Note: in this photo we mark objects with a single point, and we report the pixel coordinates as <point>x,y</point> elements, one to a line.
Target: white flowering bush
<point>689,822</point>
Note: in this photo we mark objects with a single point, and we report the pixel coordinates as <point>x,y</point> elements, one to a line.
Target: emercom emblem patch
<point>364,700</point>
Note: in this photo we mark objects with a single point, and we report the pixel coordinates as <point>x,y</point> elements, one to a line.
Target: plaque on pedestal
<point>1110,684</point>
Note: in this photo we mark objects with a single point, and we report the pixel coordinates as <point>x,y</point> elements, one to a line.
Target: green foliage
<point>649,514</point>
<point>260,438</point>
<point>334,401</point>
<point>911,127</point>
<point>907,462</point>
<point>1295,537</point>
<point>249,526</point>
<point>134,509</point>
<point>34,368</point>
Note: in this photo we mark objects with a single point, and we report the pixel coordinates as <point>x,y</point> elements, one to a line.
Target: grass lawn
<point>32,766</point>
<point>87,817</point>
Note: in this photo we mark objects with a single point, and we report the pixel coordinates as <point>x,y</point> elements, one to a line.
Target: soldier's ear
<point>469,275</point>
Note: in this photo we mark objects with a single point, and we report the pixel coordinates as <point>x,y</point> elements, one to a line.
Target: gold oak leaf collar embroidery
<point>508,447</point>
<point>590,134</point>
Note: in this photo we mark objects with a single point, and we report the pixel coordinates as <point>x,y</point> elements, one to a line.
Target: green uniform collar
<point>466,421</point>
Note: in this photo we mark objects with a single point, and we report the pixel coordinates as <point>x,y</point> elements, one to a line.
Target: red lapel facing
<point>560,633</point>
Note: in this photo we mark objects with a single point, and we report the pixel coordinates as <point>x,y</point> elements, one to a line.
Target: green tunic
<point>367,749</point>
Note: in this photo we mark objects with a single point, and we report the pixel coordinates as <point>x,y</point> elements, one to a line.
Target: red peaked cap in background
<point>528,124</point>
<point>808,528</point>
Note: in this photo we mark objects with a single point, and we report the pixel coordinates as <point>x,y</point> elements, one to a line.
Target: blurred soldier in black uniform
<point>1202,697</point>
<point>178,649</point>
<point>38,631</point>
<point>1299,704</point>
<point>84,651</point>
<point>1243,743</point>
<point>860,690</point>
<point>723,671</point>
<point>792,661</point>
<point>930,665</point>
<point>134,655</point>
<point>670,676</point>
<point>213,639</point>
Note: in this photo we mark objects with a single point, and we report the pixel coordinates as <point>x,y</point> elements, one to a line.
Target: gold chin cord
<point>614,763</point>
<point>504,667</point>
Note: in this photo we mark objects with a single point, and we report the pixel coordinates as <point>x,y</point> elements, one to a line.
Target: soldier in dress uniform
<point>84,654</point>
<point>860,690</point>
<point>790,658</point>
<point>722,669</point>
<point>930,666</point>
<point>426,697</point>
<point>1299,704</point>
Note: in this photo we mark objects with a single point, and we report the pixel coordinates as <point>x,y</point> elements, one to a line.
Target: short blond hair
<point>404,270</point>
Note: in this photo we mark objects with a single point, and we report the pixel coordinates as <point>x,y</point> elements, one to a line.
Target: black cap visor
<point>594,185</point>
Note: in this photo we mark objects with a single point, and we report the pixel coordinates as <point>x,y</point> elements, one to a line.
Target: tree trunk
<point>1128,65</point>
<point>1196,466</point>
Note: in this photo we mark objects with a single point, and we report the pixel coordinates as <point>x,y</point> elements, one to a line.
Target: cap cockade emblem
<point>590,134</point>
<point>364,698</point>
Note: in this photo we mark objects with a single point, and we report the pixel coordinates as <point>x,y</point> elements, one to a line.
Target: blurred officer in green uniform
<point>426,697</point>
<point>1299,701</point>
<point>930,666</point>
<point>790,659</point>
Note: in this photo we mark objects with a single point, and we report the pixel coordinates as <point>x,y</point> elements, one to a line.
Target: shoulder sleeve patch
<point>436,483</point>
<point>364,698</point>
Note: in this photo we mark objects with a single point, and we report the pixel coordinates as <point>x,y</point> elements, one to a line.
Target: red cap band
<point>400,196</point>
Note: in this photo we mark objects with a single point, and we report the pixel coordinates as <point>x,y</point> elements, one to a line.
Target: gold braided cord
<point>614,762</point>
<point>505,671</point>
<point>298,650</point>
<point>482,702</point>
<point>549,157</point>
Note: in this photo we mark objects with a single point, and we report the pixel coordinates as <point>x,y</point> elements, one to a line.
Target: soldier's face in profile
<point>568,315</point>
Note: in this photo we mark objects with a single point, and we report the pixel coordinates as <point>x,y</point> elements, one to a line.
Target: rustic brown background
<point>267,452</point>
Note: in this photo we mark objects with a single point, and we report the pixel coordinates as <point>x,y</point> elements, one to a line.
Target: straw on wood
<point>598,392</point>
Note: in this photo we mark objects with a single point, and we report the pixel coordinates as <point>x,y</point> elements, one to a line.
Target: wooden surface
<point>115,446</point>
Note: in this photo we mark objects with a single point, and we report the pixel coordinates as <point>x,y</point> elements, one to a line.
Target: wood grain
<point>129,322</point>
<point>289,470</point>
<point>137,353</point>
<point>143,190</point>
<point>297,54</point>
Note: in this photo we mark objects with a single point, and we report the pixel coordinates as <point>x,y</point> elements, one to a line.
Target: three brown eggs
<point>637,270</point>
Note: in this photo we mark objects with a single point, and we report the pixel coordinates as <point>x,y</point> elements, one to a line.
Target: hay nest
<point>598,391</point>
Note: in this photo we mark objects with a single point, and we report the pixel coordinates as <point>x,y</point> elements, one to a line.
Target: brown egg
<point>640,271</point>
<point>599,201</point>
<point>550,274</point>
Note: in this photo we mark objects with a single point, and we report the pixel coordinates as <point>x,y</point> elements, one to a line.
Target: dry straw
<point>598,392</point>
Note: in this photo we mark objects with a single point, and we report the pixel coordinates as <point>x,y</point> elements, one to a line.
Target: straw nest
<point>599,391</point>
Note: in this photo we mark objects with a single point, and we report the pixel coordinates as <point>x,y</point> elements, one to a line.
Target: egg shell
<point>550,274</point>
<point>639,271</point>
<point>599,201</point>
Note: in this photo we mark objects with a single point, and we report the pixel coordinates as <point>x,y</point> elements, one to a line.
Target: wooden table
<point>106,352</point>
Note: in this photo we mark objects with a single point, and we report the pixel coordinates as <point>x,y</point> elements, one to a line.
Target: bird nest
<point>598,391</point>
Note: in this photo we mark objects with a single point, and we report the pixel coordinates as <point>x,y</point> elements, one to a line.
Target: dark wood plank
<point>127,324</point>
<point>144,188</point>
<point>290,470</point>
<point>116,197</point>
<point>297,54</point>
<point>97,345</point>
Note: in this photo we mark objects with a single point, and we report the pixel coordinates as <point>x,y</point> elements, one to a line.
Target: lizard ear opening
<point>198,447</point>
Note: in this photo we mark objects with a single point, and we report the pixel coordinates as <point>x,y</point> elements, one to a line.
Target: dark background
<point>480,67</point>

________

#### [WHAT YOU ARE ASKED TO DO]
Repeat each record exactly. Omit nothing.

#### [OUTPUT FOR THIS EXERCISE]
Note: in this photo we mark objects with a single point, and we report the pixel coordinates as <point>x,y</point> elements, one to a line.
Target: white flowering bush
<point>689,822</point>
Note: in this photo we mark objects with a single point, and we report the pixel coordinates as <point>x,y</point> elements, one to a line.
Target: emercom emblem patch
<point>364,700</point>
Note: in this photo we mark objects with a single point, and we report the pixel coordinates as <point>x,y</point> elements, one to a line.
Target: plaque on pedestal
<point>1110,684</point>
Note: in this photo we mark objects with a single point, and we report the pixel coordinates as <point>x,y</point> elements, one to a line.
Target: green foliage
<point>649,514</point>
<point>260,438</point>
<point>334,401</point>
<point>911,127</point>
<point>907,462</point>
<point>1295,537</point>
<point>249,526</point>
<point>134,509</point>
<point>34,368</point>
Note: in this photo we mark objects with a single point, and we report the pixel coordinates as <point>x,y</point> elements, one to a line.
Target: grass lawn
<point>32,766</point>
<point>87,817</point>
Note: in this photo we mark objects with a single point, and we report the pixel coordinates as <point>x,y</point> elements, one to a line.
Target: soldier's ear
<point>469,275</point>
Note: in this photo we mark objects with a single point, and we report the pixel coordinates as <point>x,y</point> elements, one to a line.
Target: gold oak leaf collar embroidery
<point>508,447</point>
<point>590,134</point>
Note: in this photo we mark objects with a single point, and we report the pixel coordinates as <point>x,y</point> elements, one to a line.
Target: green uniform collar
<point>466,421</point>
Note: in this photo we mark objects with a single point, and we report the pixel coordinates as <point>x,y</point> elements, one to a line.
Target: red lapel facing
<point>560,633</point>
Note: in this photo we mark objects with a single point, and we report the pixel coordinates as <point>x,y</point> elements, one to a line.
Target: green tunic
<point>367,749</point>
Note: in this photo we mark objects with a single point, and we report the pixel coordinates as <point>x,y</point> elements, one to a line.
Target: red peaked cap in background
<point>528,124</point>
<point>808,528</point>
Note: in this photo we mark objects with a single point, and we report the pixel coordinates as <point>x,y</point> elements, one to a line.
Target: blurred soldier in black uniform
<point>1202,697</point>
<point>178,649</point>
<point>38,631</point>
<point>1299,704</point>
<point>84,651</point>
<point>1243,743</point>
<point>860,690</point>
<point>723,671</point>
<point>792,661</point>
<point>930,665</point>
<point>134,655</point>
<point>670,676</point>
<point>213,639</point>
Note: in this photo we mark objects with a single point, and we report the pixel coordinates as <point>x,y</point> elements, one to a line.
Target: gold chin cord
<point>614,763</point>
<point>504,667</point>
Note: in this photo we mark objects with a single point, and we report the pixel coordinates as <point>x,y</point> elements, one to a line.
Target: soldier in dress uniform
<point>84,654</point>
<point>860,690</point>
<point>790,658</point>
<point>722,669</point>
<point>930,666</point>
<point>426,697</point>
<point>1299,704</point>
Note: in this photo we mark objects with a single point, and we report the pixel coordinates as <point>x,y</point> elements, one to a line.
Target: short blond hair
<point>404,270</point>
Note: in this photo we mark objects with a single point, and we report the pixel coordinates as <point>x,y</point> elements, one to a line.
Target: black cap visor
<point>594,185</point>
Note: in this photo we mark objects with a single point, and we report the pixel coordinates as <point>x,y</point> elements, one to a line.
Target: tree trunk
<point>1128,65</point>
<point>1196,466</point>
Note: in this photo we mark objects with a single point, and we report the pixel coordinates as <point>x,y</point> elements, one to a line.
Target: cap cockade emblem
<point>590,134</point>
<point>364,698</point>
Note: in this photo we mark objects with a single point, and we report the pixel coordinates as <point>x,y</point> elements, one to a line.
Target: blurred officer in green uniform
<point>426,697</point>
<point>1299,701</point>
<point>930,666</point>
<point>790,659</point>
Note: in this photo we mark objects with a single point, and we report the pixel coordinates as <point>x,y</point> elements, one to a line.
Target: shoulder sleeve patch
<point>436,483</point>
<point>364,698</point>
Note: in this photo we mark objects with a single point, and we report the pixel coordinates as <point>x,y</point> elements, one to a line.
Target: red cap band
<point>400,196</point>
Note: in this photo we mark objects with a single point, and we report the pixel coordinates as <point>x,y</point> elements, one to a line.
Target: gold braided cord
<point>614,762</point>
<point>505,671</point>
<point>298,650</point>
<point>482,702</point>
<point>549,157</point>
Note: in this photo we mark objects with a single point, and we report the pixel coordinates as <point>x,y</point> elements, one to a line.
Target: soldier's face in profile
<point>568,315</point>
Note: in this photo we mark objects with a single point, and we report the pixel coordinates as <point>x,y</point> elements, one to a line.
Target: rustic brown background
<point>267,452</point>
Note: in this photo we mark objects with a single point, and we report the pixel coordinates as <point>x,y</point> elements, one to a line.
Target: straw on wood
<point>598,392</point>
Note: in this photo we mark objects with a single point, and we report the pixel coordinates as <point>x,y</point> elements, one to a line.
Target: wooden surface
<point>115,446</point>
Note: in this photo we mark objects with a single point, and we report the pixel coordinates as <point>x,y</point> elements, one to a line.
Target: wood grain
<point>129,322</point>
<point>289,470</point>
<point>137,353</point>
<point>143,190</point>
<point>297,54</point>
Note: in this photo we mark objects with a single point, and we report the pixel coordinates as <point>x,y</point> elements, one to a line.
Target: three brown eggs
<point>637,270</point>
Note: in this photo we mark objects with a single point, and we report the pixel coordinates as <point>x,y</point> elements, one to a line.
Target: hay nest
<point>598,391</point>
Note: in this photo we mark objects with a single point, and we report the pixel coordinates as <point>x,y</point> elements, one to a line.
Target: brown egg
<point>640,271</point>
<point>599,201</point>
<point>550,274</point>
Note: in this photo we mark objects with a single point, and we report the pixel coordinates as <point>x,y</point> elements, one to a line.
Target: dry straw
<point>598,392</point>
Note: in this photo we mark objects with a single point, and we report the pixel coordinates as <point>x,y</point> elements, one to a line.
Target: straw nest
<point>599,391</point>
Note: in this photo we mark objects with a single point, and we report the pixel coordinates as <point>x,y</point> elements, one to a line.
Target: egg shell
<point>550,274</point>
<point>639,271</point>
<point>599,201</point>
Note: in this photo we mark objects with a single point, and we report the pixel coordinates as <point>x,y</point> elements, one to a line.
Target: wooden table
<point>106,352</point>
Note: in this photo we mark objects with a single point, and we report the pixel coordinates as <point>x,y</point> elements, one to a line.
Target: bird nest
<point>598,391</point>
Note: in this photo we mark objects with a single point, and we report the pixel coordinates as <point>x,y</point> elements, one to a line.
Target: dark wood plank
<point>127,324</point>
<point>144,188</point>
<point>290,470</point>
<point>116,197</point>
<point>297,54</point>
<point>97,345</point>
Note: in this photo we mark objects with a single point, and we report the pixel coordinates as <point>x,y</point> elements, one to a line.
Target: lizard ear opening
<point>198,447</point>
Note: in this photo we mark objects with a single point, and we report the pixel coordinates as <point>x,y</point> elements, one to a line.
Target: dark background
<point>480,67</point>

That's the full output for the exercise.